begin Data to use

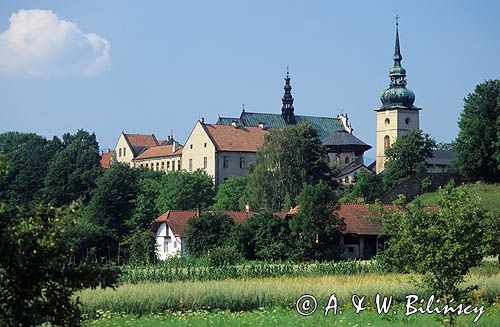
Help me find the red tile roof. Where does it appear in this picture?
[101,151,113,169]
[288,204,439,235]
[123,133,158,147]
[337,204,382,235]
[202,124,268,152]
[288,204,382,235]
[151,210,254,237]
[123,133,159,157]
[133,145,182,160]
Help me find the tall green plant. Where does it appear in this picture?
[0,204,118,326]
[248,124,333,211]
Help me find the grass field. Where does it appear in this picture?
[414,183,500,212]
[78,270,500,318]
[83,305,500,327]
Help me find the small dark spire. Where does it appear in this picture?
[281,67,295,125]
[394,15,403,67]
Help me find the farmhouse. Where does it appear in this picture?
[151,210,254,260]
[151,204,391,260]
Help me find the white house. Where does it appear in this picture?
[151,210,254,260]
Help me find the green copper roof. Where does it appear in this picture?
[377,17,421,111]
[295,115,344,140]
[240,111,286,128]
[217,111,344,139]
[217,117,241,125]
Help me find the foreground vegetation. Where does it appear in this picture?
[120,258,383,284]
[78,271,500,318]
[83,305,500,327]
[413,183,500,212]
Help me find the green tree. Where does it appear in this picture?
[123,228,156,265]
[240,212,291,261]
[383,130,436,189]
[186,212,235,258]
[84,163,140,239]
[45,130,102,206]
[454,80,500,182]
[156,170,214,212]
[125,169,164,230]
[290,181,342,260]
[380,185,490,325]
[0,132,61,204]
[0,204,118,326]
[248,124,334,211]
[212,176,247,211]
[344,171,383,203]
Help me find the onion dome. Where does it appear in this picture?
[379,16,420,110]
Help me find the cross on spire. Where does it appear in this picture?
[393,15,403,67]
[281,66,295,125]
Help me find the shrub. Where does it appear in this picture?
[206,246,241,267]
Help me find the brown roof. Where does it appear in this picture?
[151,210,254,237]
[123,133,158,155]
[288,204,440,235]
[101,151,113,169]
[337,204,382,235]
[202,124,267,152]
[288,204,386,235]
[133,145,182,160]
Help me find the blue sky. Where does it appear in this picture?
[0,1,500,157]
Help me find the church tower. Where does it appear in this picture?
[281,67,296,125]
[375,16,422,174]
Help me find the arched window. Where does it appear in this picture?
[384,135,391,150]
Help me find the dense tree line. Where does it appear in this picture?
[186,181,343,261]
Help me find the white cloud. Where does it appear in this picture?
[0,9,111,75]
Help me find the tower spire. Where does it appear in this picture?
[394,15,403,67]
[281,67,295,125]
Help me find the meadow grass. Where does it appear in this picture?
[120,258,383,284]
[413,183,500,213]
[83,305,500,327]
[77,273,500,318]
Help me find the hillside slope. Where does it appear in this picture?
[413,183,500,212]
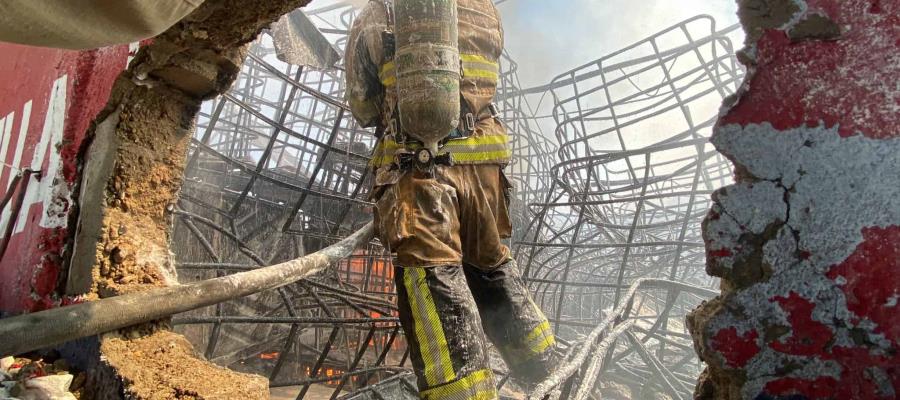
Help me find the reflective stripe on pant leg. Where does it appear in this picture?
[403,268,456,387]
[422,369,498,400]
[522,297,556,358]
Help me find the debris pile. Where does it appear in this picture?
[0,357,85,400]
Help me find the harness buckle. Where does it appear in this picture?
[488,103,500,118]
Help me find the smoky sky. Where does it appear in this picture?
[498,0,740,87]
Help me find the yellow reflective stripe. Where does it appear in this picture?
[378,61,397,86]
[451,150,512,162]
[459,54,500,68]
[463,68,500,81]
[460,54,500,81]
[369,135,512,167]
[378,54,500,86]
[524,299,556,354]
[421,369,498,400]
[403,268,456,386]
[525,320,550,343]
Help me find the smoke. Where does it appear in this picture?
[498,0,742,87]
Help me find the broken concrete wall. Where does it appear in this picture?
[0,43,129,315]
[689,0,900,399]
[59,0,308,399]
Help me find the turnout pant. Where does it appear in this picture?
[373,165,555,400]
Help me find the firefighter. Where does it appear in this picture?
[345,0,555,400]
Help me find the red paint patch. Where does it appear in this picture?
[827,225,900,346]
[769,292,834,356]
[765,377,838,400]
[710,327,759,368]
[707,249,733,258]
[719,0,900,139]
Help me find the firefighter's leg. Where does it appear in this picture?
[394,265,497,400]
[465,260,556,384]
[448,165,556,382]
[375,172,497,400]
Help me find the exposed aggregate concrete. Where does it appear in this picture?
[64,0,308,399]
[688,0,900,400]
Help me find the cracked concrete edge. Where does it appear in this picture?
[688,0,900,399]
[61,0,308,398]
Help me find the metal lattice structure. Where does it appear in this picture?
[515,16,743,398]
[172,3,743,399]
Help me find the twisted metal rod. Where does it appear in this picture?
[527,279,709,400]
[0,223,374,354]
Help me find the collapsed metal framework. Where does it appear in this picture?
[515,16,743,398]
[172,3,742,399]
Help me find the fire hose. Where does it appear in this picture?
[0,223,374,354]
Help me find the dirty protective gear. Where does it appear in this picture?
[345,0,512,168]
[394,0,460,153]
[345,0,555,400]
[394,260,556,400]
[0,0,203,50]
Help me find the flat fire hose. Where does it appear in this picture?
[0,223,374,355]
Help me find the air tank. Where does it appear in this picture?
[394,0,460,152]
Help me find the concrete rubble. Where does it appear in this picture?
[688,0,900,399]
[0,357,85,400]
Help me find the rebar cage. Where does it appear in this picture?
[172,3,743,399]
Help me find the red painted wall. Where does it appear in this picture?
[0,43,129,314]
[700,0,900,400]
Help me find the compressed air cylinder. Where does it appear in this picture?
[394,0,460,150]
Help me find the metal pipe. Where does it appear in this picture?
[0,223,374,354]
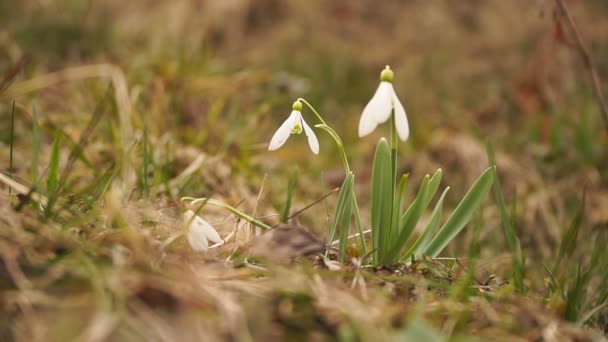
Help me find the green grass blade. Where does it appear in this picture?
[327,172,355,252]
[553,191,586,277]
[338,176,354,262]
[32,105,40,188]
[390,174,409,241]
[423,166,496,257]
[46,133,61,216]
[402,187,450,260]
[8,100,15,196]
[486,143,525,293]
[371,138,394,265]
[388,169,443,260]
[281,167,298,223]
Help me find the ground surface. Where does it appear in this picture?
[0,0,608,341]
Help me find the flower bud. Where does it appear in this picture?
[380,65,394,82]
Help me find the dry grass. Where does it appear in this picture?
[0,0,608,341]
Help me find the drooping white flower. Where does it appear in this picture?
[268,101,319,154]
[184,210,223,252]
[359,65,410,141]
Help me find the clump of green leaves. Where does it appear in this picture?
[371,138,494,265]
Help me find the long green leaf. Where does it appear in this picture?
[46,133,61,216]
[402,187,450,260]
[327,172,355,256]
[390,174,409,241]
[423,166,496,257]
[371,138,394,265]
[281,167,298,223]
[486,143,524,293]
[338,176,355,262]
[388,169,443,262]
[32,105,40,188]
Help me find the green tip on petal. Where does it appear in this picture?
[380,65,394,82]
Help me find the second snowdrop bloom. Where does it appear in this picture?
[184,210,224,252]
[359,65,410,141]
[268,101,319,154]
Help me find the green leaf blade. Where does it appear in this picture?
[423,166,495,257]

end Data to use

Rewrite the records from the line containing "Help me find the second" through the end of the records, with both ends included and the requests kept as they are. Scale every bounding-box coordinate in the answers by 1.05 and round each result to a whole number, rounding halves up.

Help me find the second snowdrop bloom. Where does it appear in this picture?
[193,221,235,265]
[377,68,431,148]
[281,106,335,162]
Help me find the green leaf blade. Where does it appear in this picture?
[444,174,520,270]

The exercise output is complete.